■ TASK TO COMPLETE ■
Repeat the listing in full. Nothing may be added or left out.

====================

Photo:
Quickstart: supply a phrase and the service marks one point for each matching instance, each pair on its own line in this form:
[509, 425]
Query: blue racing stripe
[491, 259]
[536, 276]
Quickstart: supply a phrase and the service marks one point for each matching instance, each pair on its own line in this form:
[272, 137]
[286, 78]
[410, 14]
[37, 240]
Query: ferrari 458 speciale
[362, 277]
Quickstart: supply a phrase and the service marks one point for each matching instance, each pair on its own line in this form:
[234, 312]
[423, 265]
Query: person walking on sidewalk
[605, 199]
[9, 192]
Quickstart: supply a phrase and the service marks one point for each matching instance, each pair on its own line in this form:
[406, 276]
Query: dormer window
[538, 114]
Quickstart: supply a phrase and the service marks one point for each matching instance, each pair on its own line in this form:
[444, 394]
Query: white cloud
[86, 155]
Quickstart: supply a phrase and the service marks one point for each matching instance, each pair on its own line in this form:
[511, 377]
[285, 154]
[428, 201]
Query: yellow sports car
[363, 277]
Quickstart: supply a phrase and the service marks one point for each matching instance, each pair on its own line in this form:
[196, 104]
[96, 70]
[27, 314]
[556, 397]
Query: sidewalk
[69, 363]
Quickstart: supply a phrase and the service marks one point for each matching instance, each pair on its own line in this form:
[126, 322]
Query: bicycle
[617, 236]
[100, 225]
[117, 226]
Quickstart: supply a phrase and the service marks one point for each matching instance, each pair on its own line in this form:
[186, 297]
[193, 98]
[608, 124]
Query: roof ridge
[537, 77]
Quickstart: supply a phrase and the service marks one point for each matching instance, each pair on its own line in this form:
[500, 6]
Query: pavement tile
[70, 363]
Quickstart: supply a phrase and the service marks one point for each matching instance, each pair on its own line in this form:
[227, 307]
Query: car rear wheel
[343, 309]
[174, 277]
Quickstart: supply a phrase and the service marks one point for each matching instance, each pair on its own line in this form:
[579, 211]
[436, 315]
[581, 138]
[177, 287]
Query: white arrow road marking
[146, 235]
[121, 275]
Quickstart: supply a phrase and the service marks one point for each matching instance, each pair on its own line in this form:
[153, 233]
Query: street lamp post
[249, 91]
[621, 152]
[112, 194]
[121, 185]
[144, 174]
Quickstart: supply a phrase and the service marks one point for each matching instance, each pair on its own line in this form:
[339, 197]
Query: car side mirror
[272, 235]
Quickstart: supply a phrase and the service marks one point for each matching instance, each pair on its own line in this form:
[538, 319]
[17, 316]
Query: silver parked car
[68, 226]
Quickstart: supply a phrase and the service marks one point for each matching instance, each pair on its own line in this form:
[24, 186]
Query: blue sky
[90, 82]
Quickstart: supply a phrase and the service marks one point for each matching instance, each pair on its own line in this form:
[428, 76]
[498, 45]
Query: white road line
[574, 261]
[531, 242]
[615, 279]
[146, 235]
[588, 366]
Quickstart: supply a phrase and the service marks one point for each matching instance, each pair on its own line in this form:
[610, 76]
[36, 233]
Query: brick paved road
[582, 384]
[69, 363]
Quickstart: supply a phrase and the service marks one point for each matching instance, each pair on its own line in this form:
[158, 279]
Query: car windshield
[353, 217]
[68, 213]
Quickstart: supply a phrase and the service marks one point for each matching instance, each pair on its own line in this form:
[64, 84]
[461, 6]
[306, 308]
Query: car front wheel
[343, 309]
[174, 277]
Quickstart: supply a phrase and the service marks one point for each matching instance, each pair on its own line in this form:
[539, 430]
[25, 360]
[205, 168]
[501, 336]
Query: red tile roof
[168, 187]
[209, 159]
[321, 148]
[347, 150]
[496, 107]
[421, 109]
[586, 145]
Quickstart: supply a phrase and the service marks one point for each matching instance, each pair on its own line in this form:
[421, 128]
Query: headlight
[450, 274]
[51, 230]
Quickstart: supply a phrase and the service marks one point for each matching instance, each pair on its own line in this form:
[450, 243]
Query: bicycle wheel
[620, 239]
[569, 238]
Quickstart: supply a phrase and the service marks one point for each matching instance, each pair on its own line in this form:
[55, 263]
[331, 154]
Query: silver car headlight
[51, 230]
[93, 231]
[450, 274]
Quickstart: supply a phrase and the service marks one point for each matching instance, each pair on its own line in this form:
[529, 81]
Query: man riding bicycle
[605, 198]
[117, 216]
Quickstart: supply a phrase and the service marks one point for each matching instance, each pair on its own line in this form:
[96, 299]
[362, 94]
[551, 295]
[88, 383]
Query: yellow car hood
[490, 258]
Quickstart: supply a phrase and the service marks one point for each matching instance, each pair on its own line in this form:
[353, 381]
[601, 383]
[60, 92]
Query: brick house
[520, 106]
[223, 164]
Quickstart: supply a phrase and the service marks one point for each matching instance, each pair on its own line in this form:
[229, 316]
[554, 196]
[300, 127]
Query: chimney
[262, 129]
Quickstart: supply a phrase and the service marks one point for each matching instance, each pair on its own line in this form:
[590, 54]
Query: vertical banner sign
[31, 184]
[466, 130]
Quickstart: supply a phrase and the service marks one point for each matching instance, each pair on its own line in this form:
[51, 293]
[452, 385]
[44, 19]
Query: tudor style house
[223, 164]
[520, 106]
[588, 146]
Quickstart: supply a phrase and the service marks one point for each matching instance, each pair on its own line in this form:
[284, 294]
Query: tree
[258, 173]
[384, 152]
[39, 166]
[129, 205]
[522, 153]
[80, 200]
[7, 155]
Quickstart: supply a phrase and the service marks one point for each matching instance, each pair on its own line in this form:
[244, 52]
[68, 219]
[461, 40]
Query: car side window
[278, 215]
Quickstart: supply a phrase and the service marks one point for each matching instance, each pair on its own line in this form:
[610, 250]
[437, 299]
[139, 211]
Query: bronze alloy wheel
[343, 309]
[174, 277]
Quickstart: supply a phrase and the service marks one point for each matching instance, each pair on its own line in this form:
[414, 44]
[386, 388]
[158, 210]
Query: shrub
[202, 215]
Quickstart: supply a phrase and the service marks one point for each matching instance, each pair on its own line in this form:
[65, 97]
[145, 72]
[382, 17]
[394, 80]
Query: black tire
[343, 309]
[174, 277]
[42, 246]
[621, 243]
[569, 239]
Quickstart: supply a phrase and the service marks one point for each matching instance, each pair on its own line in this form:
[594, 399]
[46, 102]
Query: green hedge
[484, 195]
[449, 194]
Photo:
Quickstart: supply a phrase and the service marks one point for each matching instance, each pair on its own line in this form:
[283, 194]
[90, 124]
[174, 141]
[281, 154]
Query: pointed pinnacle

====================

■ OUTPUT OF THE EXERCISE ■
Photo:
Quickstart: supply a phrase and the service marks one point for each matching instance, each pair on its own line in this form:
[509, 425]
Query: blue racing stripe
[491, 259]
[536, 276]
Quickstart: supply a phrase and the service marks one point for each matching instance, each pair on its own line in this form:
[272, 137]
[286, 78]
[410, 14]
[37, 240]
Query: ferrari 458 speciale
[362, 277]
Quickstart: supply a phrase and the service marks one point for each matching instance, each pair on its own line in this form:
[234, 312]
[423, 265]
Query: person walking on sidewalk
[605, 199]
[9, 192]
Quickstart: supply a phrase and the service marks one point for each matching instance, each pair on its own line in this form:
[406, 276]
Query: dormer window
[538, 114]
Quickstart: supply a phrase and the service marks one point for each matching instance, each pair on its own line in this form:
[444, 394]
Query: white cloud
[86, 155]
Quickstart: supply a phrase and the service marks one point for each matching instance, each pair on its own line in this form:
[511, 377]
[285, 154]
[428, 201]
Query: yellow sports car
[363, 277]
Quickstart: supply a phrase and the service marks one point for each matching instance, each pair on its own line in this form:
[196, 104]
[96, 70]
[27, 314]
[556, 397]
Query: sidewalk
[69, 363]
Quickstart: supply a phrase and the service marks one point for each matching instance, each pair on its own line in this form:
[126, 322]
Query: bicycle
[617, 236]
[100, 225]
[117, 226]
Quickstart: supply a phrase and the service marks one point for each matching instance, each pair on its own line in this form:
[186, 297]
[193, 98]
[608, 124]
Query: roof ridge
[537, 77]
Quickstart: supply a phrase and the service marks one point for each matching instance, each pair on its own line in this form:
[500, 6]
Query: pavement tile
[70, 363]
Quickstart: supply a phrase and the service marks one point for each matching instance, each pair on its own line in this form:
[227, 307]
Query: car rear wheel
[343, 309]
[174, 277]
Quickstart: supply a phrase and the service marks one point for each matching instance, each pair on its own line in this form:
[579, 211]
[436, 315]
[581, 138]
[177, 287]
Query: white arrow road marking
[146, 235]
[121, 275]
Quickstart: supply a phrase and the service marks one point for each matching instance, each pair on its own line in this form:
[153, 233]
Query: street lamp post
[249, 91]
[621, 152]
[112, 194]
[121, 185]
[144, 174]
Quickstart: supply a phrase and the service marks one point for each matching instance, each pair on its own line in this form:
[339, 197]
Query: car side mirror
[272, 235]
Quickstart: supply a phrase and the service marks one point for each matching instance, each pair on its own line in this form:
[538, 319]
[17, 316]
Query: silver parked car
[68, 226]
Quickstart: supply a phrase and the service marks one point for each matching instance, each pair on its own line in this form:
[24, 186]
Query: blue sky
[90, 82]
Quickstart: supply a phrase and the service marks one point for each matching instance, each pair on its own line in this form:
[428, 76]
[498, 45]
Query: white road line
[574, 261]
[531, 242]
[615, 279]
[146, 235]
[588, 366]
Quickstart: supply a phrase and the service marks one point for each matching instance, each pair on its own line in this form:
[610, 76]
[36, 233]
Query: brick paved road
[582, 384]
[69, 363]
Quickstart: supply a phrase and the service marks one point for each matching instance, each pair on its own line in this form:
[158, 279]
Query: car windshield
[353, 217]
[68, 213]
Quickstart: supply a phrase and the service marks one point for each matching instance, each pair on its own line in this form:
[64, 84]
[461, 6]
[306, 308]
Query: car front wheel
[343, 309]
[174, 277]
Quickstart: supply a phrase and the service marks one point for each matching instance, each pair on its own line in this form:
[539, 430]
[25, 360]
[205, 168]
[501, 336]
Query: red tile roof
[168, 187]
[209, 159]
[321, 148]
[347, 150]
[496, 107]
[421, 109]
[586, 145]
Quickstart: supply a phrase and the service marks one point for each matching instance, each pair on its own line in this form:
[421, 128]
Query: headlight
[450, 274]
[51, 230]
Quickstart: supply a phrase and the service marks one point for each matching instance, each pair on its own line in this form:
[450, 243]
Query: bicycle wheel
[620, 239]
[569, 238]
Quickstart: supply a phrase and the service marks one point for each matching instance, each pair on its own line in this form:
[55, 263]
[331, 154]
Query: silver car headlight
[51, 230]
[93, 231]
[450, 274]
Quickstart: supply a phrase and the service marks one point for each matching instance, each pair on its own line in this form:
[529, 81]
Query: man riding bicycle
[605, 198]
[117, 216]
Quickstart: supply a phrase and the service marks one point for each matching instance, each pair on its own line in this form:
[96, 299]
[362, 94]
[551, 295]
[88, 383]
Query: yellow car hood
[490, 258]
Quickstart: supply a phrase and the service marks one point for each matching instance, each pair on its own line in this form:
[353, 381]
[601, 383]
[60, 92]
Query: brick house
[520, 106]
[223, 164]
Quickstart: supply a phrase and the service marks one point for each matching instance, each pair on its own line in this form:
[229, 316]
[554, 196]
[300, 127]
Query: chimney
[262, 129]
Quickstart: supply a phrase and the service marks one point for each matching instance, each pair on its own line in this form:
[590, 54]
Query: vertical banner sign
[31, 184]
[466, 130]
Quickstart: supply a phrase and the service marks one point for each matching instance, each pair on its own line in this form:
[51, 293]
[452, 385]
[44, 19]
Query: tudor style house
[223, 164]
[520, 106]
[588, 146]
Quickstart: supply a phrase and the service marks one point for each matching instance, each pair on its own line in this form:
[284, 294]
Query: tree
[258, 173]
[384, 152]
[39, 166]
[129, 205]
[522, 153]
[80, 200]
[7, 155]
Quickstart: supply a phrase and the service marks one point for each matching instance, each pair on its own line in this form:
[244, 52]
[68, 219]
[461, 40]
Query: car side window
[278, 215]
Quickstart: supply a phrase and the service marks one point for each matching instance, each pair on its own line in this form:
[610, 250]
[437, 299]
[139, 211]
Query: bronze alloy wheel
[343, 309]
[174, 277]
Quickstart: supply a phrase and the service marks one point for each matching instance, each pair on its own line in this form:
[414, 44]
[386, 388]
[158, 210]
Query: shrub
[202, 215]
Quickstart: supply a phrase and the service marks one point for each matching instance, each pair on its own line in this form:
[65, 97]
[145, 72]
[382, 17]
[394, 80]
Query: black tire
[343, 309]
[174, 277]
[42, 246]
[621, 243]
[569, 239]
Quickstart: supply a phrase and the service marks one point for each matching instance, each pair on its own line in this form:
[594, 399]
[46, 102]
Query: green hedge
[484, 195]
[449, 194]
Photo:
Quickstart: supply a phrase and the service marks one point for each matching instance, each pair on its own line in this form:
[283, 194]
[90, 124]
[174, 141]
[281, 154]
Query: pointed pinnacle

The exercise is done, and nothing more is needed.